## EXERCISE
Set out the records below again exactly; skip the images.

Data excerpts
-----
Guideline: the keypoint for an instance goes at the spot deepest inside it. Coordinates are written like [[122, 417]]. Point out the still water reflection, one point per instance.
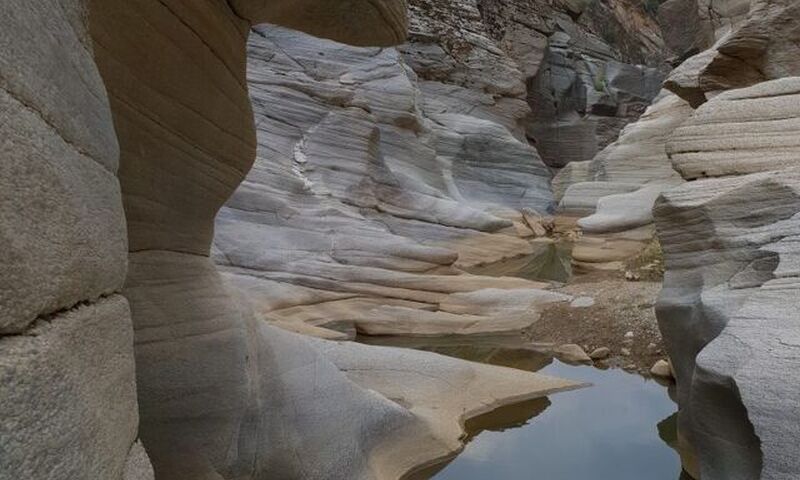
[[608, 431], [621, 428]]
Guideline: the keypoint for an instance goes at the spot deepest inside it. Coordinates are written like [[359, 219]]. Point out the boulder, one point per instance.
[[572, 353]]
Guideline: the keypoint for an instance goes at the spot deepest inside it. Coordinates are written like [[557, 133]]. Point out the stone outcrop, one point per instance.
[[729, 244], [613, 194], [67, 388], [590, 68], [370, 194], [220, 394]]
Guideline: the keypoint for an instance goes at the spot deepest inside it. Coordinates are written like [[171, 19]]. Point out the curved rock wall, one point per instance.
[[67, 389], [728, 236], [729, 248], [590, 68]]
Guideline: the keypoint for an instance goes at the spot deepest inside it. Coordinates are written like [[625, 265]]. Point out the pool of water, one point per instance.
[[609, 431], [620, 428]]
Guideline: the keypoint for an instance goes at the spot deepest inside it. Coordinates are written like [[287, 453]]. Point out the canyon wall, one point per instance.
[[729, 236], [383, 175], [67, 385], [141, 107]]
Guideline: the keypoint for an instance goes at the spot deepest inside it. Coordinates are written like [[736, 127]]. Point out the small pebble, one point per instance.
[[600, 353]]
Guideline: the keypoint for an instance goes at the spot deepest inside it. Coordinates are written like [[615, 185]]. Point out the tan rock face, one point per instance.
[[357, 22], [67, 388], [739, 132]]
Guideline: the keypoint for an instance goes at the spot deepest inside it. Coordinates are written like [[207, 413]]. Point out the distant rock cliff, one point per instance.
[[383, 173]]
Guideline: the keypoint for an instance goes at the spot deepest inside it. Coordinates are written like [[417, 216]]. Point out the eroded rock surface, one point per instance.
[[67, 387]]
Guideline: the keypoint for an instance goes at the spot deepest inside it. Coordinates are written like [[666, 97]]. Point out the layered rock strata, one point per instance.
[[370, 194], [220, 394]]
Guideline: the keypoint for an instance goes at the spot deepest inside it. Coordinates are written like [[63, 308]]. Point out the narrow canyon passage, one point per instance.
[[399, 239]]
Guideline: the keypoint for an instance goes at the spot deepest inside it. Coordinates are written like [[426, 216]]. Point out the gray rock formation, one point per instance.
[[730, 250], [67, 388], [590, 67], [220, 394], [615, 192], [369, 190]]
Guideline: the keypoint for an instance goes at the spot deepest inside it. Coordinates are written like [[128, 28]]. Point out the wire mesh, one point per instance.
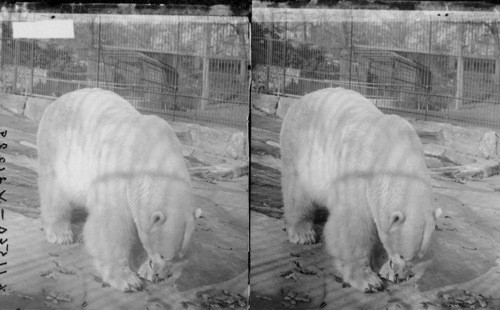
[[193, 67], [433, 65]]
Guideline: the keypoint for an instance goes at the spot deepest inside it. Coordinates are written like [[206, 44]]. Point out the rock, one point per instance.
[[487, 145], [13, 103], [214, 140], [265, 103], [434, 150], [457, 158], [35, 107], [428, 132], [235, 147], [284, 104], [433, 162]]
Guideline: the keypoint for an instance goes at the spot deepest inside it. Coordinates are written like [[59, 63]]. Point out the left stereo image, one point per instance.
[[124, 161]]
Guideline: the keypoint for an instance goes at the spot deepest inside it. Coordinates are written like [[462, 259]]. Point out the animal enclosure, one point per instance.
[[181, 66], [432, 65]]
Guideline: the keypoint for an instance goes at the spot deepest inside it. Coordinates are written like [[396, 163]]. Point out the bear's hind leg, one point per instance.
[[298, 212], [55, 211], [108, 238], [349, 239]]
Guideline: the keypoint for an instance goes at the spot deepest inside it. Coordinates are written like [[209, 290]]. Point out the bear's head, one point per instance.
[[164, 215], [406, 218]]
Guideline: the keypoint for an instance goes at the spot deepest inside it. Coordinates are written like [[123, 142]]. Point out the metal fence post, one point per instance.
[[32, 64], [351, 51], [176, 66], [284, 59], [98, 50]]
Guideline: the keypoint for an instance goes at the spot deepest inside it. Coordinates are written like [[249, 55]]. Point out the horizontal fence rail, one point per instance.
[[410, 62], [184, 67]]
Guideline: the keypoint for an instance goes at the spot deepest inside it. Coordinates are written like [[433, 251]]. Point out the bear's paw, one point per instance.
[[366, 281], [126, 282], [302, 233], [154, 271], [59, 234]]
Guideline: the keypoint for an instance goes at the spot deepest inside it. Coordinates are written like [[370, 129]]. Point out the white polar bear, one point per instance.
[[338, 150], [96, 150]]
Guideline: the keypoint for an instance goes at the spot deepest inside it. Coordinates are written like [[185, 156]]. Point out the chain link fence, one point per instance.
[[191, 67], [433, 65]]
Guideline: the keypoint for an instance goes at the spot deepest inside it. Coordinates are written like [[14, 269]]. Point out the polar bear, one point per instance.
[[95, 150], [339, 151]]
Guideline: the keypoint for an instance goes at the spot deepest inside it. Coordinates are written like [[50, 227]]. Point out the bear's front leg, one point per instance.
[[119, 275], [349, 238], [298, 210], [155, 269], [109, 237], [55, 210], [359, 275]]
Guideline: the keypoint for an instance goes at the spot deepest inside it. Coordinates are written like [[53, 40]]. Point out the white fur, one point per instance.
[[95, 150], [339, 151]]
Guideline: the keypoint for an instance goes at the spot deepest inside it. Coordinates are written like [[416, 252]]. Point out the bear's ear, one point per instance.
[[197, 213], [157, 218], [438, 212], [397, 218]]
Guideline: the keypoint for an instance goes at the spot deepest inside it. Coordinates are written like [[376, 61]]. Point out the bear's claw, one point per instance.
[[59, 234], [127, 282], [367, 281], [302, 234]]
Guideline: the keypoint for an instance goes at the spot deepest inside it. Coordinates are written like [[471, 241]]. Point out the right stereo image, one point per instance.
[[374, 159]]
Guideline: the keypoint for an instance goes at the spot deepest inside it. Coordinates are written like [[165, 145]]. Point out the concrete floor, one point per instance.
[[464, 255], [46, 276]]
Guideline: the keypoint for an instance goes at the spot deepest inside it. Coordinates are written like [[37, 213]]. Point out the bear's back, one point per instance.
[[90, 134]]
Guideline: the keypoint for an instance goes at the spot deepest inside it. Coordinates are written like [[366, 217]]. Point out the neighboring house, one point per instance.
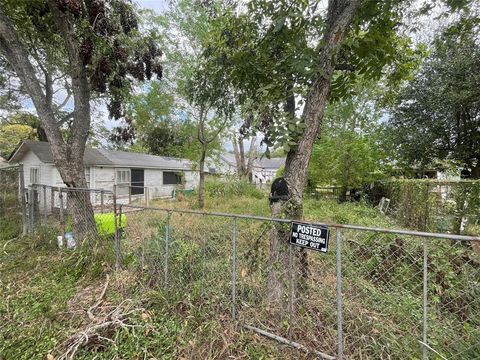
[[263, 170], [130, 172]]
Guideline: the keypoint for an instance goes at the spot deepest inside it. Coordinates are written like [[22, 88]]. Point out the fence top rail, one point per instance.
[[333, 225], [9, 167], [70, 189]]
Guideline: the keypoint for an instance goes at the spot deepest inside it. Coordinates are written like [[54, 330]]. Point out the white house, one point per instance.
[[130, 172], [263, 170]]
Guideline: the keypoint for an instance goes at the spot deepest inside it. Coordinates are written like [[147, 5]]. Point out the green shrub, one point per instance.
[[105, 223], [233, 187]]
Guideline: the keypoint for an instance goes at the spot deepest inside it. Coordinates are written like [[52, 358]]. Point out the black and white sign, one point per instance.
[[312, 237]]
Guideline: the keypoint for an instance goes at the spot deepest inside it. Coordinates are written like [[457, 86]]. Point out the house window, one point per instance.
[[138, 181], [34, 175], [122, 179], [171, 178]]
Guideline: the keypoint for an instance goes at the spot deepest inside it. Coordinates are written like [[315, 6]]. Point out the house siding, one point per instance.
[[103, 177]]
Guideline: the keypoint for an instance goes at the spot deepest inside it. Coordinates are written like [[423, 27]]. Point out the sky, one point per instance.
[[429, 26], [155, 5]]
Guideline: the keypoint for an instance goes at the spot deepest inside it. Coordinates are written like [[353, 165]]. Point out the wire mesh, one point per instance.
[[392, 305], [12, 214], [80, 217]]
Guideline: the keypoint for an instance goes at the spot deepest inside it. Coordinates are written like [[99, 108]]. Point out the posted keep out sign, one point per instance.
[[312, 237]]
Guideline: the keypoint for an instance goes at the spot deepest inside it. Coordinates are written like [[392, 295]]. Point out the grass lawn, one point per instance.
-----
## SOLUTION BELOW
Guideline: the keypoint for an instance goes at the spot deepest inside it. Coordinates are written like [[122, 417]]. Point out the still water reflection, one point per instance.
[[608, 431], [621, 428]]
Guideline: the keypoint for an instance goes at the spot deepest inside it. Coordinates are written like [[359, 219]]. Point out the boulder, one point per instance.
[[572, 353]]
Guideline: the keypoint for an instance goes at the spot deepest inside it. Coordinates are written like [[557, 133]]. Point out the stone outcrop, one point per instance.
[[729, 244], [613, 194], [67, 388], [590, 68], [370, 194], [220, 394]]
Guideline: the keypoint for an instance goes at the spot deepest inside it. Coordinates are written like [[171, 19]]. Point out the curved rock wall, one point per instance.
[[67, 389], [728, 236], [729, 248], [590, 68]]
Guideline: the keypoint for an instance goes at the spot deepest inside it. Coordinates are written like [[625, 265]]. Point out the pool of water, one point per instance.
[[609, 431], [620, 428]]
Guideline: the keypoint for an instance goes at the spot deepest inside it. Coordinates are written like [[287, 453]]. Point out the canyon wall, one point per instance.
[[729, 236], [383, 175], [67, 385], [141, 107]]
Guideline: the keypoint for an instance goes at the spot deepest inside it. Coordinates are written like [[736, 127]]. Point out the small pebble, one point per instance.
[[600, 353]]
Guideline: the keypoint for an instance goes at the spot deepest inside it. Coordinates are written like [[615, 185]]. Point out the tan rock face, one point per instance.
[[357, 22], [67, 388], [739, 132]]
Guideline: the keypoint for an instance goes at the spot deepest inside it. Coordinates are written like [[207, 413]]. Point out the distant rock cliff, one point per instance.
[[383, 173]]
Guideline: the keypoint for an instance goes at the spot deepest inside it. Coordinates are written like [[417, 216]]. Point out the eroded rock surface, one point per instance.
[[67, 387]]
Guideline: the keypoint for an instance goes at the spot deepest inside it. Coordinates are written like [[666, 97]]. Point out the layered rock strata, one point per instance.
[[370, 194], [220, 394]]
Guideline: the keypoint for an instance goes at the spot deepest inside it. Coordinates are written like [[63, 308]]. Point out the narrow canyon passage, one point per instance.
[[399, 239]]
Guideline: the keypoint for an instance goes at the spot deepest inside it. Coordinates are written like [[426, 216]]. Point out the gray rock formation, one point per instance.
[[730, 250], [67, 388], [590, 67], [220, 394], [615, 192], [369, 190]]
Guideline: the keypoint for an instance goes at the spot deepest inside it. Coordinates are written like [[128, 28]]. Point out the wire mesh, one point per instance.
[[193, 67], [433, 65]]
Guideline: the keypoint for an instance goes at the spot deepest inside it. Coordinates are written like [[206, 44]]. Point out the rock, one point per instance.
[[487, 145], [13, 103], [214, 140], [265, 103], [434, 150], [457, 158], [35, 107], [428, 132], [235, 147], [284, 104], [433, 162]]
Guideline: the keypoint for an instance goes at the spot deepest inside it. Coordinates are written like [[59, 63]]. Point out the left stereo image, one point per instance.
[[124, 161]]
Guideline: the keypoint for an instance goes at the spot deepest inside it. Coordinates are written like [[462, 259]]. Point out the animal enclosure, one point per instance.
[[181, 66], [432, 65]]
Guideline: the keypoint for an instance goes at the spot deepest inside it. Coordinates are written like [[396, 163]]. Point out the bear's hind leg, one point per instance.
[[298, 212], [55, 211], [108, 238], [349, 239]]
Guideline: the keypoint for an instance goes at the spot deepest inside it. Coordinates are written like [[209, 290]]. Point out the bear's head, one point per instance.
[[164, 215], [406, 218]]
Guideline: the keypoint for an instance goes at the spot deepest inside it. Coordinates are written like [[123, 142]]. Point out the metal fence post, one point per instance.
[[32, 64], [351, 51], [176, 66], [284, 59], [98, 50]]
Guideline: the keypoint for an instance goes at the spot deepest inside it. Coordinates are written like [[249, 55]]. Point out the horizontal fence rail, one point per instance.
[[410, 62], [184, 67]]
Guideline: the keypoint for an instance goes at the spot deepest inside it. Coordinates are written like [[433, 251]]. Point out the bear's paw, one point per instance.
[[366, 281], [126, 282], [302, 233], [154, 271], [59, 234]]
Guideline: the keypoint for an instance goes at the spot deepest inside it. Coordinates are written like [[370, 129]]. Point out the white polar bear, one point per instance.
[[338, 150], [96, 150]]
Guideline: the keypoint for an instance goes at the spot deepest inside it. Coordinates are written like [[185, 156]]. Point out the chain link fence, one point per instance.
[[191, 67], [433, 65]]
Guideline: the keypoint for an instance goes at the spot deepest inside it. Coordinates are written like [[14, 269]]. Point out the polar bear, one point per instance.
[[95, 150], [339, 151]]
Guideline: the keypoint for an instance goes at the spot deepest inside it. Coordinates are written like [[50, 227]]. Point out the bear's front leg, one point per instance.
[[119, 275], [349, 238], [298, 210], [155, 269], [109, 237], [55, 210], [359, 275]]
Guideline: the keypoint for an instance goes at the spot deepest inside it. Coordinates are written like [[53, 40]]. Point out the white fur, one point per instance.
[[95, 150], [339, 151]]
Guideline: the keypoint for an instance goes at the spot deepest inside it. Coordinates are written like [[416, 252]]. Point out the bear's ear, one point per instance.
[[197, 213], [157, 218], [438, 212], [397, 218]]
Guideline: the keypoint for an instance goes at the spot deepest inside it. Coordinates are written like [[376, 61]]. Point out the bear's claw, one point per instance.
[[59, 234], [127, 282], [367, 281], [302, 234]]
Guideline: the keypoint for an instance goes at the spot deepest inside it. Coordinates are written like [[471, 241]]. Point out the right stereo image, one point per instance.
[[374, 159]]
Guideline: the keypoint for an instance goes at the spot deepest inside it. Coordinates are written like [[165, 145]]. Point out the concrete floor, one point per instance.
[[464, 255], [46, 276]]
Guideline: the keypoint for an instance goes at the spot deepest inside it. Coordinates are written like [[37, 213]]. Point out the bear's back, one point per instance.
[[90, 134]]
Guideline: the keypoint for an instance goes at the spot deepest inside it. Coordinates are written like [[366, 217]]. Point out the neighboring house, one point per instance.
[[263, 170], [130, 172]]
Guideline: the keypoint for an instance goes at the spot deepest inside it. Coordinates are written like [[22, 88]]. Point out the fence top rail, one point per instance.
[[333, 225], [9, 167], [70, 189]]
Guideline: the keypoint for an instance goes at the spot deepest inside it. Coordinates are written like [[54, 330]]. Point out the white house, one point per instance.
[[130, 172], [263, 170]]
Guideline: the keypoint for an instance goes at the spot deepest inside it. Coordinates are written like [[147, 5]]. Point out the green shrub, one point per instance.
[[105, 223], [233, 187]]
Guideline: the keypoint for an instance goes at the spot deepest inside it. Coordinates are written like [[52, 358]]. Point out the black and white sign, one point per instance.
[[312, 237]]
Guideline: the keypoint for an instance goes at the spot deepest inside it. Coordinates are written like [[457, 86]]. Point out the house window, one point per instance.
[[138, 181], [34, 175], [122, 179], [171, 178]]
Guideline: the keypoint for an instance goes at the spot deepest inside it. Coordinates are written like [[315, 6]]. Point out the house siding, one point per instance.
[[103, 177]]
Guideline: the keypoint for an instance goes at the spot deepest inside it. Coordinates are written like [[423, 27]]. Point out the sky, one point per instance.
[[429, 26], [155, 5]]
Guideline: the keypoint for an instance goes at the spot deepest inside it. Coordinates are written like [[353, 165]]. Point out the wire mesh, one point per instance.
[[392, 305], [12, 214], [80, 217]]
Guideline: the keypoint for an instance goes at the spot deepest inside it. Coordinates are written like [[99, 108]]. Point out the posted keep out sign, one point per instance.
[[312, 237]]
Guideline: the keypoint for an instance goes at the spot deepest inside it. Coordinates are written like [[392, 295]]. Point out the grass lawn, one point per instance.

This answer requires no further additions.